───── Exercise input ─────

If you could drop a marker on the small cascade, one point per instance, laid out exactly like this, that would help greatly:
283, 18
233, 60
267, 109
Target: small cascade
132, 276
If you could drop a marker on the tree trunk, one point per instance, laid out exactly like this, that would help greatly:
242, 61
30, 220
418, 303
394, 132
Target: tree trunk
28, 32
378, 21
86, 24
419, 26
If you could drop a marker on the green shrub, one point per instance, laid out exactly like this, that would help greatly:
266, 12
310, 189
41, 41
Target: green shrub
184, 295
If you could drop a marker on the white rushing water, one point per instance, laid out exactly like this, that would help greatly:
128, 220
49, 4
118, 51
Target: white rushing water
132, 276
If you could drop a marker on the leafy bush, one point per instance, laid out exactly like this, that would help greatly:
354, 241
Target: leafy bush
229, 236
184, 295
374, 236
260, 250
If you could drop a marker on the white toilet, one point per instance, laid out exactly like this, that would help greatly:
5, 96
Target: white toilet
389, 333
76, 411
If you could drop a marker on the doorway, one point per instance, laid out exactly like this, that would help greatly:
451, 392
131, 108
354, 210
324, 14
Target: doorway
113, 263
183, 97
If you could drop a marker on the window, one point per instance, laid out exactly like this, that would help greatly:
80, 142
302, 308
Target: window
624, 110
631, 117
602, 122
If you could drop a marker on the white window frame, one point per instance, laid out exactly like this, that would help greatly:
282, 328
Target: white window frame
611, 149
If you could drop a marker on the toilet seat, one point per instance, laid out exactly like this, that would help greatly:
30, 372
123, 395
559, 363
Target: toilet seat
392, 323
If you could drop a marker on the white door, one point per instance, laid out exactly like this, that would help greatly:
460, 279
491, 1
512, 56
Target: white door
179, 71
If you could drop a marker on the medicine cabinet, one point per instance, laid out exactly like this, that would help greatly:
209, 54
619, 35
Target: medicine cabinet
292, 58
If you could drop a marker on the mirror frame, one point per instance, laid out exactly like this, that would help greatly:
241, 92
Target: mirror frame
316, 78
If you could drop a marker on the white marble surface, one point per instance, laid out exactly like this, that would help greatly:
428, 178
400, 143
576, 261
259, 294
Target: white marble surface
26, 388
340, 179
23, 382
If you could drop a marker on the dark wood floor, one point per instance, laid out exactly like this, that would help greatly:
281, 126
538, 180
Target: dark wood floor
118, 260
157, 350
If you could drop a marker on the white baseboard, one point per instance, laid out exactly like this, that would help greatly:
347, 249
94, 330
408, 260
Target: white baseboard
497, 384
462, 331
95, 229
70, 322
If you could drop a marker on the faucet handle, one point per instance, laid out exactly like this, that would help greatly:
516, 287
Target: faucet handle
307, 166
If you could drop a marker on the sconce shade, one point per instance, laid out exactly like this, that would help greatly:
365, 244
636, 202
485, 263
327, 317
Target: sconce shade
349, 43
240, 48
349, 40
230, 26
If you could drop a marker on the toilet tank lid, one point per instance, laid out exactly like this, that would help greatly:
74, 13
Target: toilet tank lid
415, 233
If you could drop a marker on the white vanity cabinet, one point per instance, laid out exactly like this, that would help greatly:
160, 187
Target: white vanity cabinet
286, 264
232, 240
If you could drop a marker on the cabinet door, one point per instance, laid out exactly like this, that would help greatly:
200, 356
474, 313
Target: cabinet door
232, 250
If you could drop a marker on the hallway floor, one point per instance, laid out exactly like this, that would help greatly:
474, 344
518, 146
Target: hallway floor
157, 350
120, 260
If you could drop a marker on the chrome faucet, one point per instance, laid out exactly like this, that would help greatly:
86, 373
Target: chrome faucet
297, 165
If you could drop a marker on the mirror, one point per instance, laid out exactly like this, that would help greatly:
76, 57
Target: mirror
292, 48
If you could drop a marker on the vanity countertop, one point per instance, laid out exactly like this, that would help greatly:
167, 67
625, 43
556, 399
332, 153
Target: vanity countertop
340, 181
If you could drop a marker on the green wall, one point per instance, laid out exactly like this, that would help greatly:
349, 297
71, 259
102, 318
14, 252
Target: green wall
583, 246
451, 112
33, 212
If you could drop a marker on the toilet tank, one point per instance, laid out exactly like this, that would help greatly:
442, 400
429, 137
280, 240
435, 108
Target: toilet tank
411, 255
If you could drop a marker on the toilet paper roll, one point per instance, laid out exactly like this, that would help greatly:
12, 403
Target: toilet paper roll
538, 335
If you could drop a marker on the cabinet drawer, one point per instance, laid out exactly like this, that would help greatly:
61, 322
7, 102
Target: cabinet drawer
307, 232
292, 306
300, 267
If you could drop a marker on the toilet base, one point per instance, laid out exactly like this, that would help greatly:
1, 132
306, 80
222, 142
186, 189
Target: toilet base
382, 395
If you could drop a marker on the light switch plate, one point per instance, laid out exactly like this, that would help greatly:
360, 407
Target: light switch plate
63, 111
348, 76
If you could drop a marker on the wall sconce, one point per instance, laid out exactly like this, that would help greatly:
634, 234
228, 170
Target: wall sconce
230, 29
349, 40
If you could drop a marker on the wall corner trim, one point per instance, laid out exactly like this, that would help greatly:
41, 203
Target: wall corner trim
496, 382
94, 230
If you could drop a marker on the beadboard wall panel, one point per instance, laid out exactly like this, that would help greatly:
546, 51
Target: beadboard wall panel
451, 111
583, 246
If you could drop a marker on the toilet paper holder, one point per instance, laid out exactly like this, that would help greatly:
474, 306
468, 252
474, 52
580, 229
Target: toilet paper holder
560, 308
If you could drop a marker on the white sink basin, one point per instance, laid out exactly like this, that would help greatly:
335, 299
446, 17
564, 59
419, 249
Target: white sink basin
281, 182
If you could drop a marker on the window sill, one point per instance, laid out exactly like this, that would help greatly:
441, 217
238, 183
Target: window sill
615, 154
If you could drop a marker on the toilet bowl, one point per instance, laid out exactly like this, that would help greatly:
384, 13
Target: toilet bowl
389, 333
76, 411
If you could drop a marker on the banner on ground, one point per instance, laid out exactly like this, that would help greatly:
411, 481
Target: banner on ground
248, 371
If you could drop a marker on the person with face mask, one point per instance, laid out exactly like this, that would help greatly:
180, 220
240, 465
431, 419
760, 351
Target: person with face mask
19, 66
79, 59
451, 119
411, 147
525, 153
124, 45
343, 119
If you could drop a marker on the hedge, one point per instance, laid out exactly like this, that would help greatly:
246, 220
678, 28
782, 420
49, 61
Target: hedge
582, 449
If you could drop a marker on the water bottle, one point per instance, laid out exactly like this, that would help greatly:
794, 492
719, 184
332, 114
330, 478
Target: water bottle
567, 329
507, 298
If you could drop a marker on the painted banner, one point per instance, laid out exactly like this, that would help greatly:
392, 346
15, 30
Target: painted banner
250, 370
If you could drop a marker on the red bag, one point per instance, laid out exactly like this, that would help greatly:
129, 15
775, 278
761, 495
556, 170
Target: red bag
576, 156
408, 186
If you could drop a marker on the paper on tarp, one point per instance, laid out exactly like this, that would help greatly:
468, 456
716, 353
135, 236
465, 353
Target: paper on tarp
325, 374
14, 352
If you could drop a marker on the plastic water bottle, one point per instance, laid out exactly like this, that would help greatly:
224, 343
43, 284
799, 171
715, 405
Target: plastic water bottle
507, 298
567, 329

─────

◆ Goal ◆
Pull out every line from the one with "If you could drop a marker on the hedge, one" to the end of the listing, and output only those.

◆ Written answer ◆
If you could drop a marker on the hedge, one point per instance, laid out exactly like this, that would help greatly:
246, 220
678, 28
782, 420
49, 61
Target: hedge
582, 449
If you could drop a marker on the water bottle, one point per instance, laid out exactly like this, that would help greatly:
794, 492
719, 184
332, 114
330, 478
Target: water bottle
567, 329
507, 298
If you could drop a marker on the painted banner, one point per instance, laid out exactly like this, that would help greatly:
392, 346
15, 30
Target: painted banner
250, 370
If you could drop a marker on the red bag, one point per instance, laid out exactly like this, that would help greatly:
129, 15
775, 278
761, 495
556, 170
Target: red bag
576, 156
408, 186
If you could drop a marker on the paper on tarp, one point per instance, laid out exactly like this, that would help greatly:
468, 456
716, 353
135, 236
465, 353
Target: paper on tarp
325, 374
14, 352
If you could drop a marker on the plastic water bottle, one point per instance, laid out exactly like this, that would help greatly:
224, 343
43, 284
799, 171
715, 405
Target: plastic water bottle
507, 298
567, 329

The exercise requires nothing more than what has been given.